What you are asked to do:
Reproduce the following passage on Service-Oriented Architecture readiness results and implementation plans in full, without any alteration.

Source:
FIG. 6A is a diagram illustrating a high level overview of a result produced in accordance with a technique described above with reference to FIG. 2. As shown by FIG. 6A, an example result 600a comprises a plurality of devices for indicating results. For example, a respondent's relative score versus the peer group 602 indicates how the customer's responses compare with the customer's peer group in each domain. A Service-Oriented Architecture customer profile that best matches the overall score 604 provides information about the readiness category that has been determined for the customer based upon the customer's responses. Another set of devices 606 indicate how a respondent's self-assessment results compared to the peer group as well as industry best practices.

In an embodiment, the result of determining readiness stage for the customer in each of the domains, as well as the total score for the customer and the peer group may be used to generate an implementation plan for the customer. As shown by FIG. 6B, an implementation plan can be produced in accordance with a technique described above with reference to FIG. 2 in an embodiment. The implementation plan 600b can provide indications to an IT consultant about the customer's needs to be satisfied in each domain in order for the customer to be able to adopt the service oriented architecture. For example, a results by domain 612 shows areas which may need more focus. A recommendations 614 provides some recommendations that the customer may want to consider in adopting SOA. A Summary 616 provides a summary of potential business impact of adopting SOA for each domain.

Extracted data:
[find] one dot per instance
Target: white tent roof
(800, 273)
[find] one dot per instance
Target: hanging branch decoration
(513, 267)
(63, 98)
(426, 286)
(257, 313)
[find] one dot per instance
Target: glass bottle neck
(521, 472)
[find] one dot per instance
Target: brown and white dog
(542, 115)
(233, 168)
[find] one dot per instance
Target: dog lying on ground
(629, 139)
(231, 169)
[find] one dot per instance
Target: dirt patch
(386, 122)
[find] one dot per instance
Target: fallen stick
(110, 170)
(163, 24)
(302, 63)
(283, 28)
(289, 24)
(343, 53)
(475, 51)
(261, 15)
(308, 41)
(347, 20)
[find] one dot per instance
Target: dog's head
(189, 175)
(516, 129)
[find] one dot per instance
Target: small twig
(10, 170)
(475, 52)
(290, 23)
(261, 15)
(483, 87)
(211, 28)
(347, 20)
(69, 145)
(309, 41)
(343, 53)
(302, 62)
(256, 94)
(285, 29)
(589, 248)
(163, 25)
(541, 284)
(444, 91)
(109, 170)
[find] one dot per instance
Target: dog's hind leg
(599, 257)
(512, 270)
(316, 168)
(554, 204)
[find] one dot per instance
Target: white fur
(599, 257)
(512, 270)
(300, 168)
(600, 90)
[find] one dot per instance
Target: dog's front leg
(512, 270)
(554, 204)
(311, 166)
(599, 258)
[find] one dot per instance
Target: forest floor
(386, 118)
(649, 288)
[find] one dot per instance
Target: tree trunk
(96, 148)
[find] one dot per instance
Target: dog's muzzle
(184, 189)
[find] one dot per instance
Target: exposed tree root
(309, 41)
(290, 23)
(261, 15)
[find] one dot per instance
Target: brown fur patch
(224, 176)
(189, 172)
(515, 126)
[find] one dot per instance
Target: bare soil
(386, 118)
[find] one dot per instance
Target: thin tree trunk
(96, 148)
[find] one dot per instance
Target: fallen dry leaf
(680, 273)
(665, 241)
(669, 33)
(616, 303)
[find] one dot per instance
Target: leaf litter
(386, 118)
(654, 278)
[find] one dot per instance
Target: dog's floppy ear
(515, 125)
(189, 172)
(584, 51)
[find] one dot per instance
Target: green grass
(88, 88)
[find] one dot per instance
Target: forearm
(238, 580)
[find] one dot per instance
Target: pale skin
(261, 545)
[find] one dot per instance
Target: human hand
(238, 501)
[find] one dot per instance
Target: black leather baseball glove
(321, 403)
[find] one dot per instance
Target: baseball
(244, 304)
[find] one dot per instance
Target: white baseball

Response to the task:
FIG. 6A is a diagram illustrating a high level overview of a result produced in accordance with a technique described above with reference to FIG. 2. As shown by FIG. 6A, an example result 600a comprises a plurality of devices for indicating results. For example, a respondent's relative score versus the peer group 602 indicates how the customer's responses compare with the customer's peer group in each domain. A Service-Oriented Architecture customer profile that best matches the overall score 604 provides information about the readiness category that has been determined for the customer based upon the customer's responses. Another set of devices 606 indicate how a respondent's self-assessment results compared to the peer group as well as industry best practices.

In an embodiment, the result of determining readiness stage for the customer in each of the domains, as well as the total score for the customer and the peer group may be used to generate an implementation plan for the customer. As shown by FIG. 6B, an implementation plan can be produced in accordance with a technique described above with reference to FIG. 2 in an embodiment. The implementation plan 600b can provide indications to an IT consultant about the customer's needs to be satisfied in each domain in order for the customer to be able to adopt the service oriented architecture. For example, a results by domain 612 shows areas which may need more focus. A recommendations 614 provides some recommendations that the customer may want to consider in adopting SOA. A Summary 616 provides a summary of potential business impact of adopting SOA for each domain.